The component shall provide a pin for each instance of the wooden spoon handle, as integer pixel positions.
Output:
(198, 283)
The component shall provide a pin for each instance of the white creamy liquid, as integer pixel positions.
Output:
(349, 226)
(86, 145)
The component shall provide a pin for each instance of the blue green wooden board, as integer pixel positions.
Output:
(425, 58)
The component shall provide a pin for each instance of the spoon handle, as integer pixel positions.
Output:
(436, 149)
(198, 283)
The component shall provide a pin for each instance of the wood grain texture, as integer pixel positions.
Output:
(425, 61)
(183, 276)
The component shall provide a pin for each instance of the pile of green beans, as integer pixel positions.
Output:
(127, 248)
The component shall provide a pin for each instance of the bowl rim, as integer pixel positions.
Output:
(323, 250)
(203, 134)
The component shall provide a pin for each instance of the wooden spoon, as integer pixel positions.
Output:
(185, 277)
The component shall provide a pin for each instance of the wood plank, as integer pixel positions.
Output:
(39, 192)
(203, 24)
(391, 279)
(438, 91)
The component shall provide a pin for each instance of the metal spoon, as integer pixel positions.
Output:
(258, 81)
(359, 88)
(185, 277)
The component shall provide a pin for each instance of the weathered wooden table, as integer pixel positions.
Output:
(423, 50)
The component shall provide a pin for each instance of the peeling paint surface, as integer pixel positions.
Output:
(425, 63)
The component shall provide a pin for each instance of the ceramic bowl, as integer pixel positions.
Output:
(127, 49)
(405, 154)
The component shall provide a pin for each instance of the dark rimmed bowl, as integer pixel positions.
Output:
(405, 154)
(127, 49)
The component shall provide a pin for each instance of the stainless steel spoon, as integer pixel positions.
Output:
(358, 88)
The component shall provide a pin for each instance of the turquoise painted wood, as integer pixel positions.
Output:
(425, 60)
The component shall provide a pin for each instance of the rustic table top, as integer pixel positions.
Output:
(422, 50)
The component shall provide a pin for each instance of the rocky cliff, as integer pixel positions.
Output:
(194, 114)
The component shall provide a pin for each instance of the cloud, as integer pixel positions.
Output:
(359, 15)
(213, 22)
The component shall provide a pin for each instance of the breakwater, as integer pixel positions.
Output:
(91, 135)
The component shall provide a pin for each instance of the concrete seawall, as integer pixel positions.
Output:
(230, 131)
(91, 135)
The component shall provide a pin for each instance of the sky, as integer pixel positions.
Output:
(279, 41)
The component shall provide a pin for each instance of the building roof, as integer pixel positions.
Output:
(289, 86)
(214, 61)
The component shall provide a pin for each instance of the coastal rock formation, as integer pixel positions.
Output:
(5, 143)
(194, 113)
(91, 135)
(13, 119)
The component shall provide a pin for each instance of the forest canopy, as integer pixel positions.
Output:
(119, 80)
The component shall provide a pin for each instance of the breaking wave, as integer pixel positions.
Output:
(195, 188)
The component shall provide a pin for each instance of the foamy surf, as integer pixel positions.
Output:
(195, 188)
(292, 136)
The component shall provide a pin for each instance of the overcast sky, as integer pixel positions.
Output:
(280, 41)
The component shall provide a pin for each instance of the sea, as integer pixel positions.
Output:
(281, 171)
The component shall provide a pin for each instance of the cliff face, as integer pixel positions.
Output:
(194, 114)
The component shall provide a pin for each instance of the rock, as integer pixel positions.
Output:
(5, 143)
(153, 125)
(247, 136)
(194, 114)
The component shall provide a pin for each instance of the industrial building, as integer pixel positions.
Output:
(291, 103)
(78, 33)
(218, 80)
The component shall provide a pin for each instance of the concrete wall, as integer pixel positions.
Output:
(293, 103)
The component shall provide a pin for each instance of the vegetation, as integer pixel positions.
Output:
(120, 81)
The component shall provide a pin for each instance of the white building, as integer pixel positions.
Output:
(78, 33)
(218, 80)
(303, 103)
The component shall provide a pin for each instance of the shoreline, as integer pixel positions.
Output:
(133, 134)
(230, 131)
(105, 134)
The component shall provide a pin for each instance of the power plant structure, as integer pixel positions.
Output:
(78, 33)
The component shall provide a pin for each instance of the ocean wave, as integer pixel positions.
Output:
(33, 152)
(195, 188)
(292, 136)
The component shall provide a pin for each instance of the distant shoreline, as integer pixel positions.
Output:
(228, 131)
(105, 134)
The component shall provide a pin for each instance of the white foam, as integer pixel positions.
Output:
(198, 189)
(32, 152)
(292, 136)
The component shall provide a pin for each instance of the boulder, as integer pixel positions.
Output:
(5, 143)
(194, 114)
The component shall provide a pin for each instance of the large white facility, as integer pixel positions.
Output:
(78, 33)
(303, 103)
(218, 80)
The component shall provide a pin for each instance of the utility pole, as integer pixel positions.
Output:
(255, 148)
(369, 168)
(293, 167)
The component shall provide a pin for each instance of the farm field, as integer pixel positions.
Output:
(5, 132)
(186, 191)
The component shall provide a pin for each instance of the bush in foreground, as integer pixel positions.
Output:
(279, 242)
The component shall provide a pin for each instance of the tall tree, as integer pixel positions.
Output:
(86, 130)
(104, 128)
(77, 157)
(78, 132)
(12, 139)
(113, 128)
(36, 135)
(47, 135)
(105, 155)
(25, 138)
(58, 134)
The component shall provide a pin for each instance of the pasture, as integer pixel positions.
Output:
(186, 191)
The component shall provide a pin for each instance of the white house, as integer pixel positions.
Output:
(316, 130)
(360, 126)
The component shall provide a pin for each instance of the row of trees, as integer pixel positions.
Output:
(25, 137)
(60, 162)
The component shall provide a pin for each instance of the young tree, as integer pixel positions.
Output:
= = =
__Instructions to follow__. Word for word, copy out the data.

__Solution to this problem__.
The component shall provide a pin for each instance of the wooden spoon handle, as integer pixel positions.
Output:
(198, 283)
The component shall provide a pin for each instance of the white creamy liquid, as integer pixel positions.
Output:
(349, 226)
(86, 145)
The component shall provide a pin for each instance of the blue green wooden board, as integer pixel positions.
Output:
(425, 58)
The component shall provide a pin for each instance of the spoon handle, as integer pixel positions.
Output:
(436, 149)
(198, 283)
The component shall provide a pin for each instance of the wood grain texture, as integer pixel positions.
Output:
(425, 61)
(183, 276)
The component shall provide a pin for each instance of the pile of green beans, as integer pixel positions.
Output:
(127, 248)
The component shall provide a pin for each instance of the bowl rim, as integer pixel positions.
Output:
(323, 250)
(203, 134)
The component shall provide a pin for each instance of the wooden spoon, as integer pixel positions.
Output:
(185, 277)
The component shall provide a pin for each instance of the wood plank, as integer pixel positions.
Output:
(39, 192)
(203, 24)
(391, 279)
(438, 91)
The component shall provide a pin for each instance of the metal spoon, as integer pixel positions.
Output:
(258, 81)
(359, 88)
(185, 277)
The component shall provide a pin for each instance of the weathered wooden table, as integer pixel positions.
Output:
(423, 50)
The component shall provide a pin for each instance of the peeling paint surface, as integer pixel positions.
Output:
(425, 63)
The component shall provide a pin for each instance of the ceramic bowl, as integer pixel positions.
Output:
(127, 49)
(405, 154)
The component shall provide a pin for each instance of the dark rimmed bowl, as integer pixel positions.
Output:
(405, 154)
(127, 49)
The component shall provide a pin for each instance of the stainless steel spoon, as integer pixel positions.
Output:
(358, 88)
The component shall provide a pin for each instance of the turquoise painted wood, as integer pixel positions.
Output:
(425, 60)
The component shall provide a pin for each instance of the rustic table top, as integer pixel positions.
Output:
(422, 50)
The component shall provide a pin for each instance of the rocky cliff, as integer pixel positions.
Output:
(194, 114)
The component shall provide a pin for each instance of the cloud, as integer pixel positions.
Output:
(359, 15)
(213, 22)
The component shall provide a pin for each instance of the breakwater, as integer pixel positions.
Output:
(91, 135)
The component shall provide a pin for each instance of the concrete seawall, as integer pixel positions.
Output:
(230, 131)
(91, 135)
The component shall provide a pin for each instance of the sky, as integer pixel positions.
Output:
(279, 41)
The component shall provide a pin for each instance of the building roof, as integer pixel positions.
Output:
(289, 86)
(214, 61)
The component shall provide a pin for each instance of the coastal rock formation, as integer pixel positions.
Output:
(5, 143)
(194, 113)
(91, 135)
(13, 119)
The component shall provide a pin for each instance of the forest canopy, as integer pixel positions.
Output:
(119, 80)
The component shall provide a pin for each instance of the breaking wave, as integer pixel positions.
Output:
(195, 188)
The component shall provide a pin for each instance of the foamy surf, as integer pixel positions.
Output:
(195, 188)
(292, 136)
The component shall provide a pin for each instance of the overcast sky, as integer pixel positions.
Output:
(280, 41)
The component shall provide a pin for each instance of the sea, as integer pixel positions.
Output:
(281, 171)
The component shall provide a pin for each instance of the cliff face, as integer pixel positions.
Output:
(194, 114)
The component shall provide a pin for each instance of the rock, as integer pixel positions.
Output:
(5, 143)
(153, 125)
(247, 136)
(194, 114)
The component shall provide a pin for each instance of the industrial building, as integer pixel positions.
Output:
(291, 103)
(78, 33)
(218, 80)
The component shall provide a pin for each instance of the concrete wall, as integer pixel positions.
Output:
(293, 103)
The component shall provide a pin for each instance of the vegetation, as integer pixel positions.
Output:
(120, 81)
The component shall provide a pin for each instance of the white building, as integer pixel positions.
Output:
(78, 33)
(218, 80)
(303, 103)
The component shall provide a pin for each instance of the shoreline, as integer pixel positions.
Output:
(133, 134)
(230, 131)
(105, 134)
The component shall provide a pin for each instance of the power plant structure, as integer pixel positions.
Output:
(78, 33)
The component shall provide a pin for each instance of the ocean wave, as integer pixel positions.
Output:
(33, 152)
(195, 188)
(292, 136)
The component shall provide a pin for each instance of the distant shoreline, as integer pixel positions.
Output:
(228, 131)
(105, 134)
The component shall provide a pin for each instance of the white foam, as integer pixel positions.
Output:
(198, 189)
(32, 152)
(292, 136)
The component shall provide a pin for each instance of the boulder, as integer pixel positions.
Output:
(5, 143)
(194, 114)
The component shall provide a pin for each instance of the large white facility, as integer pixel positions.
Output:
(78, 33)
(303, 103)
(218, 80)
The component shall provide a pin for each instance of the utility pole, as integer pixel positions.
Output:
(255, 148)
(369, 168)
(293, 167)
The component shall provide a pin for each instance of the farm field, as integer pixel positions.
Output:
(5, 132)
(186, 191)
The component shall provide a pin for each instance of the bush in foreground, as integer pixel positions.
Output:
(279, 242)
The component shall provide a pin for each instance of the tall tree, as integer pixel positions.
Output:
(86, 130)
(104, 128)
(77, 157)
(78, 132)
(12, 139)
(113, 128)
(36, 135)
(47, 135)
(105, 155)
(25, 138)
(58, 134)
The component shall provide a pin for each instance of the pasture, as integer pixel positions.
Output:
(186, 191)
The component shall provide a pin for each instance of the white house, as integer pixel positions.
Output:
(316, 130)
(360, 126)
The component shall provide a pin for each instance of the row of trees, as integer pixel positions.
Output:
(25, 137)
(60, 162)
The component shall provide a pin for each instance of the young tree, as integer pixel positions.
Output:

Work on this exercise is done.